Please reproduce these lines word for word, covering every item. Leave the pictures out of your answer.
┌─ RECORDED DATA
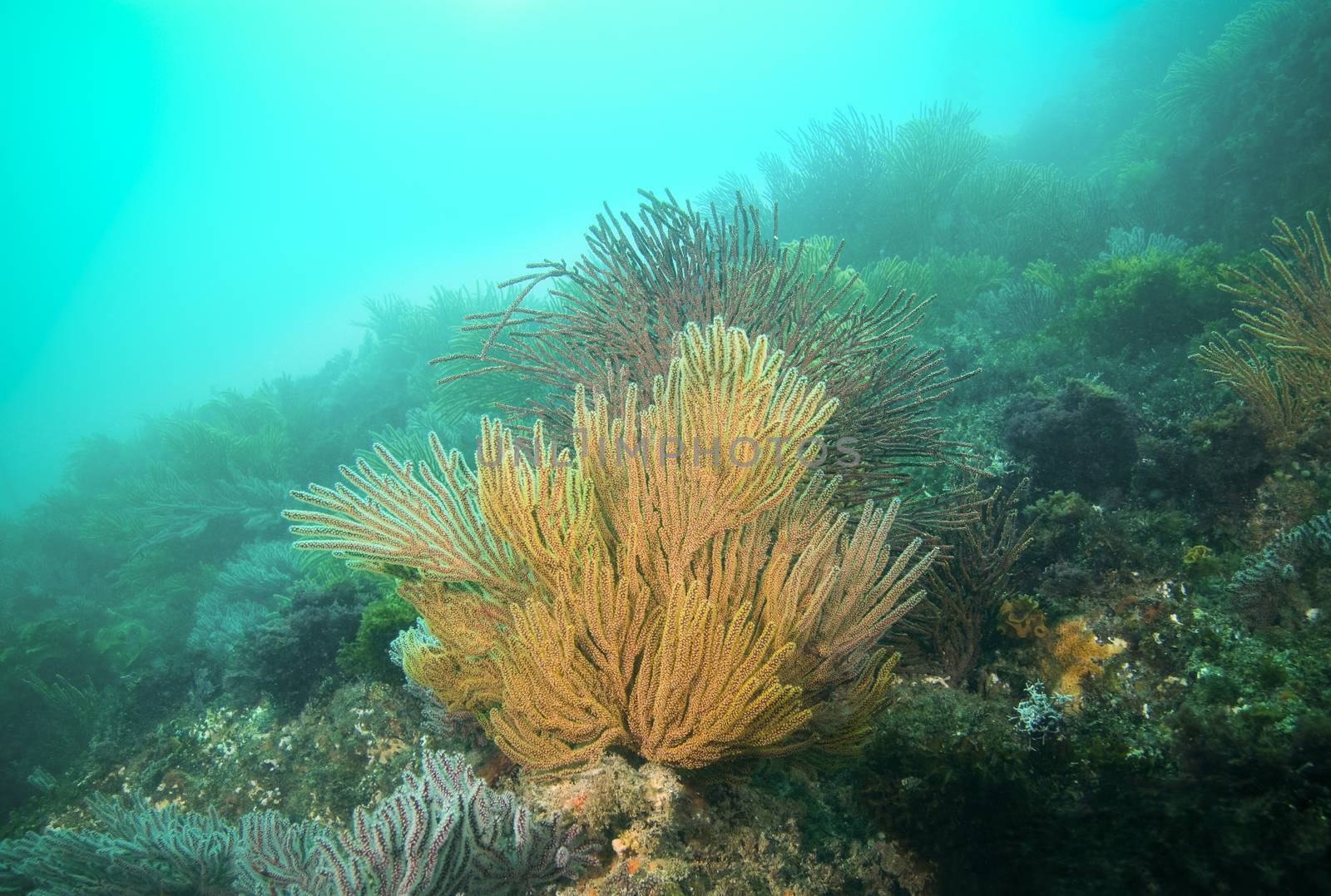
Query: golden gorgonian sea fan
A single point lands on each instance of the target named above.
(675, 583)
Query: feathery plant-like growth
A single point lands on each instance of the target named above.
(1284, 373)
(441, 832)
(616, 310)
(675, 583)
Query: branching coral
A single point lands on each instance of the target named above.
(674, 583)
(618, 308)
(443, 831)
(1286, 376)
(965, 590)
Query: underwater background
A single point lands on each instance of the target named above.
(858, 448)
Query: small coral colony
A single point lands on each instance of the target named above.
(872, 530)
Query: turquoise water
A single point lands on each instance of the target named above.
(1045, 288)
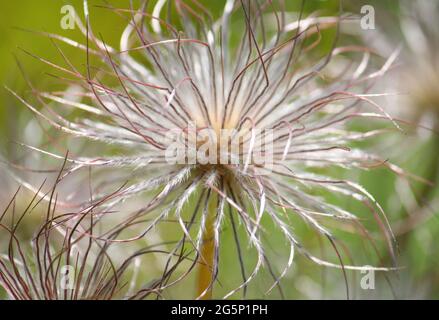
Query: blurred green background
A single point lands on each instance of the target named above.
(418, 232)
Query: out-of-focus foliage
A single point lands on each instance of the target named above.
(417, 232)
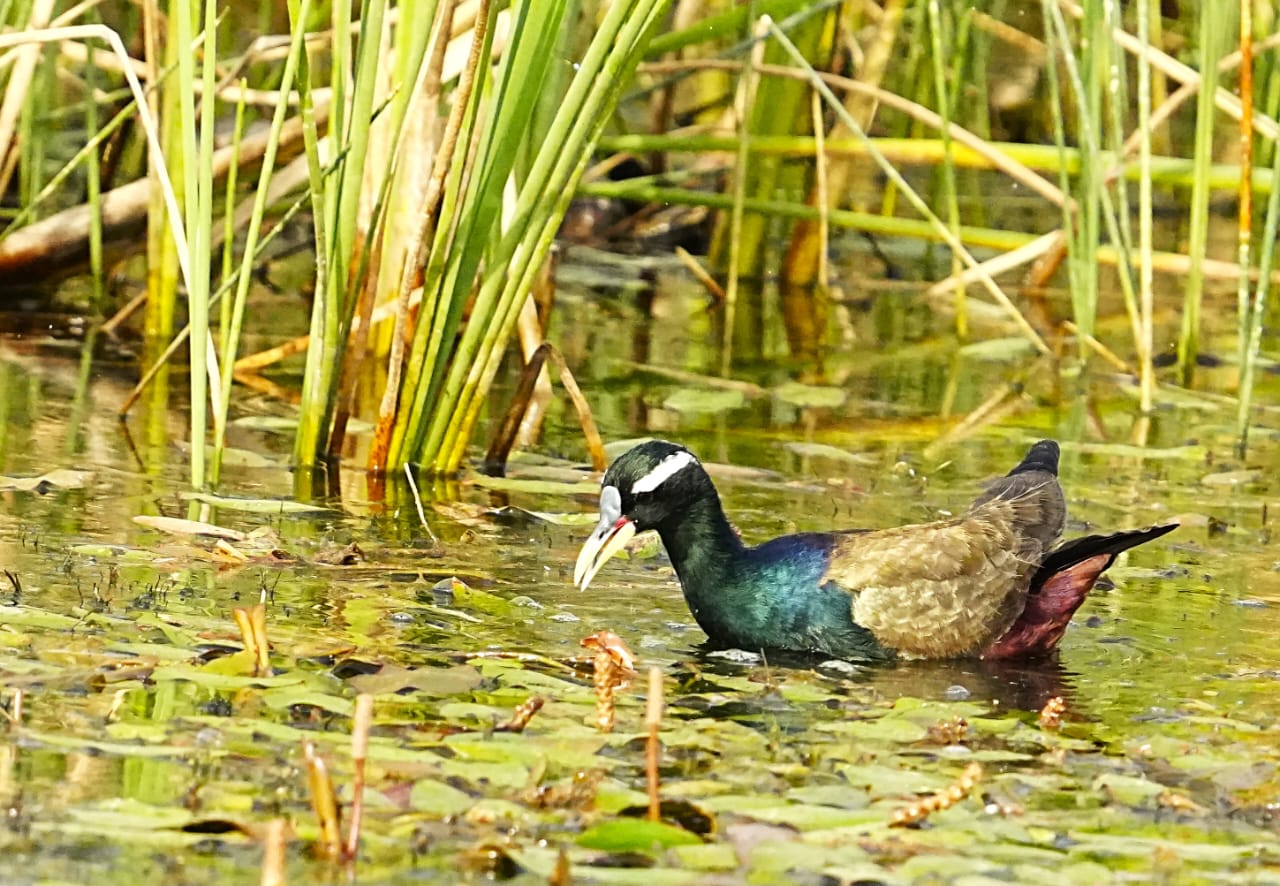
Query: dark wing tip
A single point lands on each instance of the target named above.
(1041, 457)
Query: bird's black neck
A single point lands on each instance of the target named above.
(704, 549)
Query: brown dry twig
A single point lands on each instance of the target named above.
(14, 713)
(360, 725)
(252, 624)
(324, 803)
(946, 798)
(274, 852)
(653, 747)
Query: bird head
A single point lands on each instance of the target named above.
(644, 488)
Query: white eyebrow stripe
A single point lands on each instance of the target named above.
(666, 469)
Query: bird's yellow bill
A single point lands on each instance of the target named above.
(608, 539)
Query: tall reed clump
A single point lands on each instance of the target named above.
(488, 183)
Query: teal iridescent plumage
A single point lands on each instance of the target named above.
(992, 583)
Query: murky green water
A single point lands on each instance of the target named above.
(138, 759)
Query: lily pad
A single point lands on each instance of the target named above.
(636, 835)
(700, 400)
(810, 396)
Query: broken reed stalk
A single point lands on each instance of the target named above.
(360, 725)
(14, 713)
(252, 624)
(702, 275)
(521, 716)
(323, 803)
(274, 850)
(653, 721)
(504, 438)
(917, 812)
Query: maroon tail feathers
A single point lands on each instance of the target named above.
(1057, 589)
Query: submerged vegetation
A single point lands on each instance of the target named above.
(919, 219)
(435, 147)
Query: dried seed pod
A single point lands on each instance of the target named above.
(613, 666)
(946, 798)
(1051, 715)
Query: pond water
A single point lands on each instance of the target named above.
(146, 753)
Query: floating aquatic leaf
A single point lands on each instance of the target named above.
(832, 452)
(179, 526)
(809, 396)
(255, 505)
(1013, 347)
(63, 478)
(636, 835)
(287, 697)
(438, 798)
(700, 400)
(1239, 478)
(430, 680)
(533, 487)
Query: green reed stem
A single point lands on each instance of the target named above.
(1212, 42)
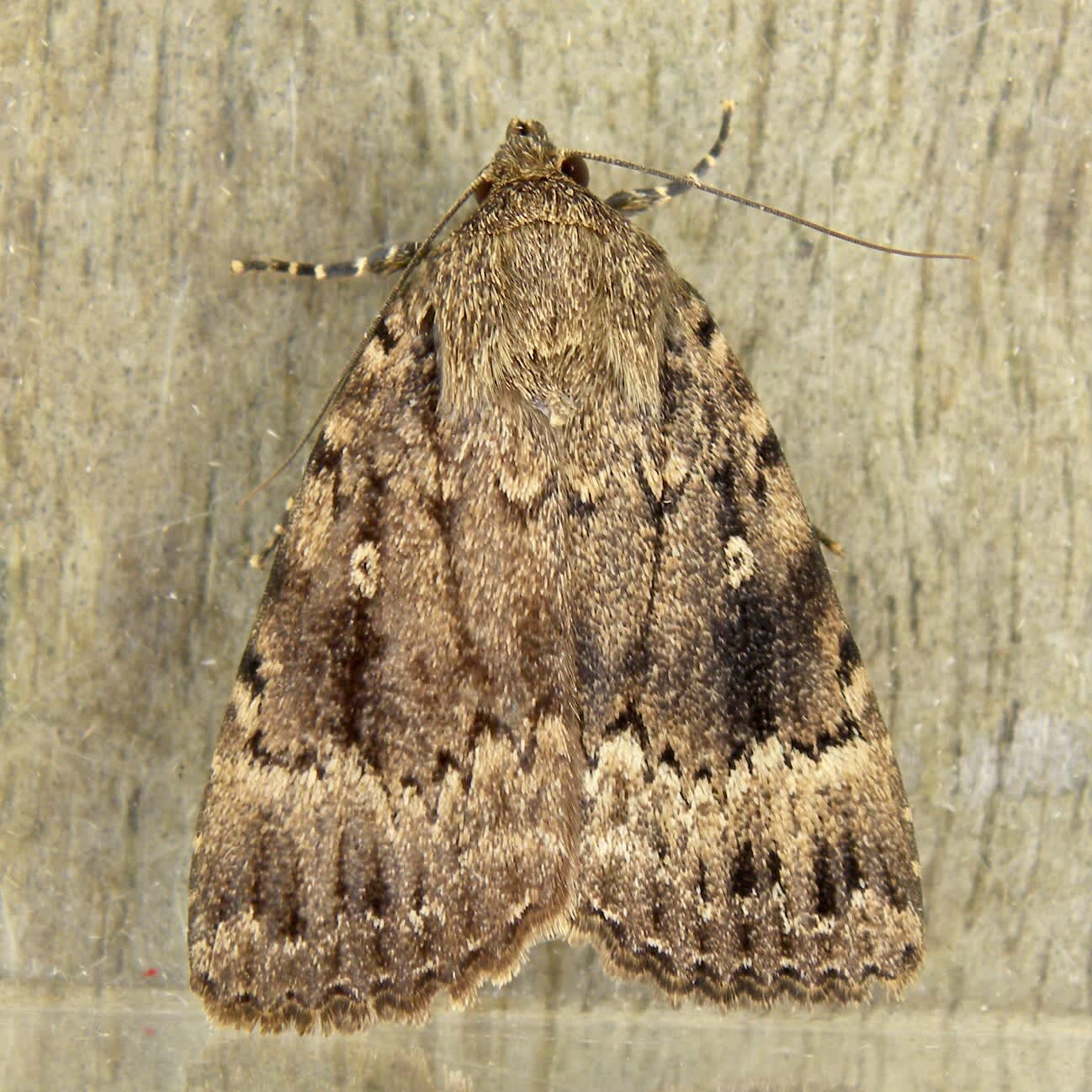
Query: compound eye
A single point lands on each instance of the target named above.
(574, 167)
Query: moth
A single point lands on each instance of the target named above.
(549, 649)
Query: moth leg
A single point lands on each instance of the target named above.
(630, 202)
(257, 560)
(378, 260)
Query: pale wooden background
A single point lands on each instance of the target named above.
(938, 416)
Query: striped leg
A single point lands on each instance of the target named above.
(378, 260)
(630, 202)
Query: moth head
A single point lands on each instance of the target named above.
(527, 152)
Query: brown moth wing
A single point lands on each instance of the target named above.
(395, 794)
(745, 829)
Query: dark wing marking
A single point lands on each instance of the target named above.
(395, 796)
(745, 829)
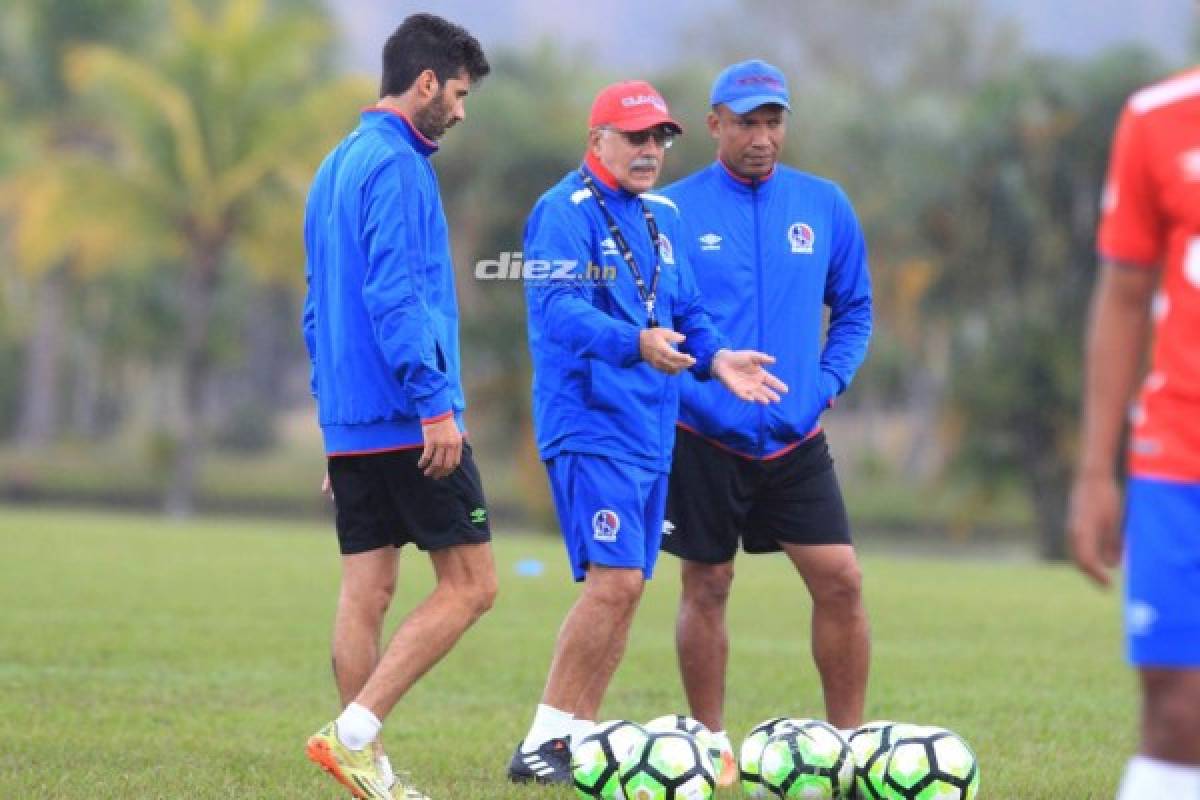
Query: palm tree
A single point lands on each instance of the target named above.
└─
▶ _REPLY TO THE EXERCISE_:
Query: golden gorgonian sea fan
A single point lands on each instance of the target named above.
(675, 583)
Query: feathery plant-like growth
A single point lands on each instance of the target named above.
(1284, 373)
(441, 832)
(616, 310)
(675, 583)
Query: branching coral
A single point lands on each instance of the target named above.
(674, 583)
(618, 308)
(443, 831)
(1286, 376)
(965, 590)
Query: underwater background
A single point lands on each instance of the target named above.
(858, 448)
Query: small coral colony
A single point lands on each instance of the target named above.
(872, 530)
Query: turquoise water
A single point lands on each instance of the target named above.
(1045, 288)
Query: blurred green background
A single point lands on each instance of the target named above.
(418, 232)
Query: out-of-focus foliage
A single point lands on each instance of the target named above.
(417, 232)
Query: dark wing tip
A single point lands on each instance of the target named above.
(1041, 457)
Query: bird's black neck
A single point lands on each instance of the target named above.
(704, 549)
Query: brown dry twig
A single point lands on each instance of the target named above.
(14, 713)
(360, 725)
(252, 624)
(324, 803)
(946, 798)
(274, 852)
(653, 747)
Query: bird head
A single point lands on each instance of the target named above.
(644, 488)
Query: white eyebrow stripe
A single point lands on each instance of the target named above.
(666, 469)
Query: bird's yellow bill
A single point lands on each instance of the target named above.
(608, 539)
Query: tall reed clump
A single point lands on each instance of the target named above.
(488, 183)
Query: teal iridescent plumage
A single point lands on each instance of the target named above.
(992, 583)
Query: murky green water
A single point lands on each instance of the target named above.
(138, 759)
Query: lily pad
A single point lands on each instance of the target named above.
(636, 835)
(700, 400)
(810, 396)
Query: broken reed stalk
A single point lands on each instance of the target named above.
(360, 725)
(14, 713)
(252, 624)
(702, 275)
(521, 716)
(323, 803)
(274, 850)
(653, 721)
(504, 438)
(917, 812)
Query: maroon tail feathers
A single point lands on each instance of the target named above.
(1057, 589)
Query: submerged vegetation
A single point lands on each instance of the target named above.
(919, 219)
(435, 147)
Query: dried seed pod
A single point lands on each instance of the target named above.
(613, 666)
(946, 798)
(1051, 715)
Query: pond water
A single point lands on each instance of the target named above.
(146, 753)
Query: floating aquatic leaf
A single point lands on each instance of the target named above.
(832, 452)
(179, 526)
(809, 396)
(255, 505)
(1013, 347)
(63, 478)
(636, 835)
(287, 697)
(438, 798)
(700, 400)
(1239, 478)
(430, 680)
(533, 487)
Query: green reed stem
A single point lands on each instance of the target named above.
(1212, 42)
Query: compound eye
A single point lands on each instance of the target named above.
(574, 167)
Query: moth
A single point lands on each instance of the target named above.
(549, 649)
Query: moth leg
A single point lands on each instance of the target named above.
(630, 202)
(257, 560)
(378, 260)
Query: pale wooden background
A single point lands on each instance of the target named above.
(938, 416)
Query: striped leg
A single point lands on each instance of the target named above.
(378, 260)
(630, 202)
Query: moth head
A single point lands on each instance of the target named above.
(527, 152)
Query: brown moth wing
A single point lands on each instance of the target named above.
(395, 794)
(745, 829)
Query: dark wing marking
A single point lands on each instance of the target named above.
(395, 796)
(745, 829)
Query: palm tree
A single point lands on each instance of the target named above.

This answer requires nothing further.